### À faire
1) D'après l'article sur le festival Etonnants Voyageurs, combien d'écrivains de langue française ont signé le manifeste Pour une littérature-monde ?
2) Sélectionnez dans le listing toutes les lignes qui contiennent la chaîne "dense", en tenant compte de la casse.

### Document
Le premier d'entre tous, Nicolas Bouvier, Michel Le Bris l'a rencontré par hasard, en achetant chez un soldeur son Usage du monde. Depuis, l'écrivain-voyageur est l'étoile polaire du festival : présent chaque année, jusqu'à sa disparition en 1998, il a donné en 2007 son nom à un prix décerné pendant le Salon, rejoint ensuite par le prix Ouest-France/ Etonnants Voyageurs, puis par le prix Littérature-Monde. Très vite, au fil des éditions, une communauté se forme, autour d'auteurs étrangers auxquels Saint-Malo offre enfin le tremplin qu'ils méritent.

Le festival déploie ses racines

Le Caribéen Derek Walcott échange avec le jeune Abdourahman Waberi, Franco-Djiboutien. L'Américain Richard Ford côtoie le navigateur norvégien Thor Heyerdahl. Le chef Olivier Roellinger apporte son grain de sel et de piments rares, Cheb Mami, le prince du raï, donne un concert triomphal en 1995. Ainsi, malgré l'afflux de travelwriters, le festival parvient à éviter les étiquettes. En 1996, il devient festival du film, puis s'ouvre l'année suivante à la littérature jeunesse.

A force de prôner le voyage et l'émancipation, le festival corsaire finit par avoir la bougeotte. Alors il s'exporte. En 2000, pour son dixième anniversaire, Etonnants Voyageurs s'offre trois résidences : Dublin, Missoula, capitale du Montana et des nature writers, et Bamako. Au Mali, les organisateurs du festival affrontent de nouveaux défis : apporter la littérature dans un pays où les bibliothèques sont carencées. C'est les bras chargés de livres que Michel Le Bris et ses comparses traversent le pays, escortés par un nouveau compagnon de route : Moussa Konaté, auteur de romans noirs, grand ami du festival décédé en 2013.

La famille s'agrandit et déploie ses racines partout. En 2001, le festival plante sa tente à Sarajevo. Mais la guerre a raison, parfois, des plus belles initiatives : après neuf saisons, l'aventure malienne s'arrête en 2010. Pour autant, les Etonnants Voyageurs n'en ont pas fini d'essaimer dans les terres blessées : Port-au-Prince en 2007 et en 2012 ; Haïfa, en 2008, au coeur du conflit israélo-palestinien ; Brazzaville en 2013...

Contre vents et marées, Saint-Malo a ouvert les fenêtres de la littérature française. En 2006, cinq des grands prix de la rentrée littéraire, Goncourt compris, sont décernés à des auteurs "francophones". Du jamais-vu ! Or ce concept de "francophonie", qui induit forcément l'existence d'un centre, d'une métropole, Michel Le Bris veut le balayer. En 2008, il publie un manifeste, Pour une littérature-monde, et recueille les signatures de 44 écrivains de langue française. La plus belle des récompenses pour le fondateur d'un festival qui n'a cessé de mélanger les langues et les genres - des récits de voyage aux pépites de la SF, du street art aux expositions de photographies, des séries aux films documentaires.

Et c'est dans la cité corsaire, pendant la 25e édition du festival, du 23 au 25 mai, qui accueillera notamment Philipp Meyer, Kamel Daoud et Jonathan Coe, que Lire soufflera ses quarante bougies. L'occasion, le temps d'une demi-journée spéciale, de célébrer ensemble une vocation partagée : donner envie de prendre le large grâce à la lecture.

### Listing à traiter

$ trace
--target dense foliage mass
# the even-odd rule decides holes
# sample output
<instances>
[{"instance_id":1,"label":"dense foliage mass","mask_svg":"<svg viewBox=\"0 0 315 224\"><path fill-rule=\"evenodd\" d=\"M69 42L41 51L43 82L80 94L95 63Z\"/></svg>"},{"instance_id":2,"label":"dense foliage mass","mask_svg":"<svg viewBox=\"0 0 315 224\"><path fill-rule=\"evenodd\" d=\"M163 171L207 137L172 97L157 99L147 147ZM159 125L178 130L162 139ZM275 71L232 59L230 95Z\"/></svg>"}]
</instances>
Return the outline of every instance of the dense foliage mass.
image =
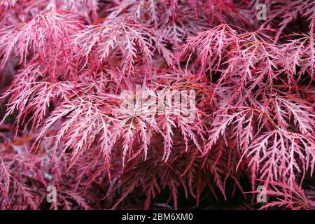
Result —
<instances>
[{"instance_id":1,"label":"dense foliage mass","mask_svg":"<svg viewBox=\"0 0 315 224\"><path fill-rule=\"evenodd\" d=\"M314 209L314 0L0 0L0 209Z\"/></svg>"}]
</instances>

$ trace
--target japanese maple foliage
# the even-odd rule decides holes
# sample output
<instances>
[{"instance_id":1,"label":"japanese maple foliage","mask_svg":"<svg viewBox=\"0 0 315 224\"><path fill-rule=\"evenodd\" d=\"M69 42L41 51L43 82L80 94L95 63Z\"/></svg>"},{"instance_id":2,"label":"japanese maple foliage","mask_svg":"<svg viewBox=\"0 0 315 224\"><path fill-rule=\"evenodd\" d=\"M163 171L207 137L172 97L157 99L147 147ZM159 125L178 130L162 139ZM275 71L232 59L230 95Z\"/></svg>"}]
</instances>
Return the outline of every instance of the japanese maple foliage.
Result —
<instances>
[{"instance_id":1,"label":"japanese maple foliage","mask_svg":"<svg viewBox=\"0 0 315 224\"><path fill-rule=\"evenodd\" d=\"M314 0L0 0L0 209L314 209Z\"/></svg>"}]
</instances>

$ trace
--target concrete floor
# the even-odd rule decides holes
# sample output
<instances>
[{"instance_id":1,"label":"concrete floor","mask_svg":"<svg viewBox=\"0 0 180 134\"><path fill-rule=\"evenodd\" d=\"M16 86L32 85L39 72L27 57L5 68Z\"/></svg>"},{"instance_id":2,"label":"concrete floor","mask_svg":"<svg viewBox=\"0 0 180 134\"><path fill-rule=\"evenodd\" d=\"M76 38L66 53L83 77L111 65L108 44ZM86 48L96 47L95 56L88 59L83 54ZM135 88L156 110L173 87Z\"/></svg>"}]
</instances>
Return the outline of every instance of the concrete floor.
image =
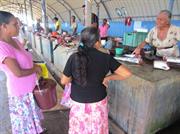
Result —
<instances>
[{"instance_id":1,"label":"concrete floor","mask_svg":"<svg viewBox=\"0 0 180 134\"><path fill-rule=\"evenodd\" d=\"M51 75L49 76L52 78ZM0 134L11 134L5 81L5 75L0 71ZM43 111L45 119L42 125L48 130L45 134L68 134L69 110L59 105L62 91L62 88L57 85L58 104L50 110ZM156 134L180 134L180 121Z\"/></svg>"}]
</instances>

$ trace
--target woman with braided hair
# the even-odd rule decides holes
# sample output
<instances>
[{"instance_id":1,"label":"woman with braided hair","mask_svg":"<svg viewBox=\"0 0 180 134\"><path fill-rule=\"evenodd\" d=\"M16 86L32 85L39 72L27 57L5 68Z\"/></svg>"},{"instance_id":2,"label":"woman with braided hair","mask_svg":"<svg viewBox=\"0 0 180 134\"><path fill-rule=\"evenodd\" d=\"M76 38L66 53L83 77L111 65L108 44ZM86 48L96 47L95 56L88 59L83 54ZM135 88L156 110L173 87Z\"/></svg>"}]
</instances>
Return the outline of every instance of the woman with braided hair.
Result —
<instances>
[{"instance_id":1,"label":"woman with braided hair","mask_svg":"<svg viewBox=\"0 0 180 134\"><path fill-rule=\"evenodd\" d=\"M131 72L113 57L100 52L99 30L87 27L81 32L78 52L65 66L62 84L72 83L69 134L108 134L106 88L110 80L124 80ZM111 75L107 75L112 71Z\"/></svg>"}]
</instances>

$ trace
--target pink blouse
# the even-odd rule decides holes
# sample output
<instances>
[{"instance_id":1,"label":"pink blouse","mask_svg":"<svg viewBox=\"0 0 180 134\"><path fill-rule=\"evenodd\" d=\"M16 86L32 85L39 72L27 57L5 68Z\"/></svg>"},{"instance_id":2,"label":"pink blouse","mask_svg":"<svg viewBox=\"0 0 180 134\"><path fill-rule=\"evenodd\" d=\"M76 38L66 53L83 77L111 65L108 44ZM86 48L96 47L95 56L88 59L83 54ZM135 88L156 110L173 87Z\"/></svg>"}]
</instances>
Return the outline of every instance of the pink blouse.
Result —
<instances>
[{"instance_id":1,"label":"pink blouse","mask_svg":"<svg viewBox=\"0 0 180 134\"><path fill-rule=\"evenodd\" d=\"M16 59L19 66L23 69L33 67L32 55L23 48L22 44L16 38L14 38L14 40L19 45L20 50L6 42L0 41L0 69L4 71L7 76L8 95L20 96L33 91L37 78L35 73L24 77L17 77L3 64L5 58L10 57Z\"/></svg>"}]
</instances>

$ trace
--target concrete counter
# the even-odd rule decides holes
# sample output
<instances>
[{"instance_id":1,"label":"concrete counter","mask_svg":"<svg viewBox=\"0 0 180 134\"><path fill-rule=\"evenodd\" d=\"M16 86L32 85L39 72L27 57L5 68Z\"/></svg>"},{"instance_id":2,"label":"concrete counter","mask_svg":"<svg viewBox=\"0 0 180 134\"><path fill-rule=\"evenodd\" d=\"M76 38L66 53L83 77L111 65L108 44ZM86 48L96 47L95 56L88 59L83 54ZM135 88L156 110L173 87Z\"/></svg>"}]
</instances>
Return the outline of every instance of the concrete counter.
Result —
<instances>
[{"instance_id":1,"label":"concrete counter","mask_svg":"<svg viewBox=\"0 0 180 134\"><path fill-rule=\"evenodd\" d=\"M133 76L110 82L109 115L128 134L152 134L180 116L180 72L130 65Z\"/></svg>"}]
</instances>

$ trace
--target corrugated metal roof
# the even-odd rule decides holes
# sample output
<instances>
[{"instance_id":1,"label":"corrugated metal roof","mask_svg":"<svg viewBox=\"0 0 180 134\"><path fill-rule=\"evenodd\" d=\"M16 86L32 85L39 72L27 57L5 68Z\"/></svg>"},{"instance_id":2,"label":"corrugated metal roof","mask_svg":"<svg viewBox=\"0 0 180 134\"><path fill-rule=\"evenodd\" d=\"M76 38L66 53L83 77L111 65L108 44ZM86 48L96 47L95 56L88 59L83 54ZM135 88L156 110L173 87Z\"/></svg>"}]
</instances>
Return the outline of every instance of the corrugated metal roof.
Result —
<instances>
[{"instance_id":1,"label":"corrugated metal roof","mask_svg":"<svg viewBox=\"0 0 180 134\"><path fill-rule=\"evenodd\" d=\"M25 0L27 14L30 16L29 0ZM52 19L54 16L61 21L70 21L70 15L75 15L79 21L83 19L82 5L84 0L46 0L47 16ZM32 0L33 16L41 18L41 1ZM117 15L115 9L125 9L126 16L131 16L134 20L154 20L158 12L167 9L168 0L94 0L92 12L98 14L99 19L108 18L112 20L122 20L123 17ZM14 14L25 15L24 0L0 0L0 10L10 11ZM172 14L174 19L180 19L180 0L174 1Z\"/></svg>"}]
</instances>

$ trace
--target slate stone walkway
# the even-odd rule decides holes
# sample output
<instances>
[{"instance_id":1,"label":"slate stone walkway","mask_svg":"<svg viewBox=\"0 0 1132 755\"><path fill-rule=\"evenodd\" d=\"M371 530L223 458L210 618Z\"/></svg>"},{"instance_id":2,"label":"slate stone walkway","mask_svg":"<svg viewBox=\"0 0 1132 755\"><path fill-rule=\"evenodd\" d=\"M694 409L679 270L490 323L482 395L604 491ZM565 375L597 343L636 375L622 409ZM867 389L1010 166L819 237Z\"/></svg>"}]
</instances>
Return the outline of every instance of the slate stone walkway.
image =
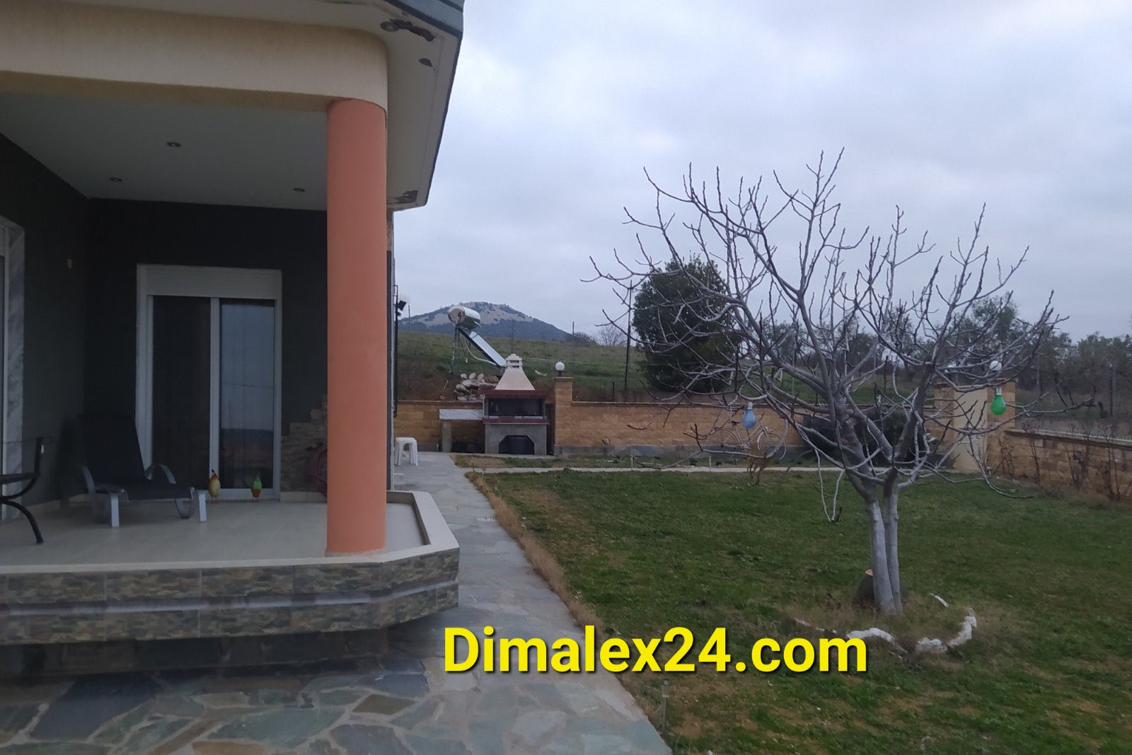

### Réponses finales
1) 44 écrivains de langue française.

2)
--target dense foliage mass
[{"instance_id":1,"label":"dense foliage mass","mask_svg":"<svg viewBox=\"0 0 315 224\"><path fill-rule=\"evenodd\" d=\"M69 42L41 51L43 82L80 94L95 63Z\"/></svg>"},{"instance_id":2,"label":"dense foliage mass","mask_svg":"<svg viewBox=\"0 0 315 224\"><path fill-rule=\"evenodd\" d=\"M163 171L207 137L172 97L157 99L147 147ZM159 125L178 130L162 139ZM275 71L232 59L230 95Z\"/></svg>"}]
Return the outline of every instance of the dense foliage mass.
[{"instance_id":1,"label":"dense foliage mass","mask_svg":"<svg viewBox=\"0 0 315 224\"><path fill-rule=\"evenodd\" d=\"M314 209L314 0L0 0L0 209Z\"/></svg>"}]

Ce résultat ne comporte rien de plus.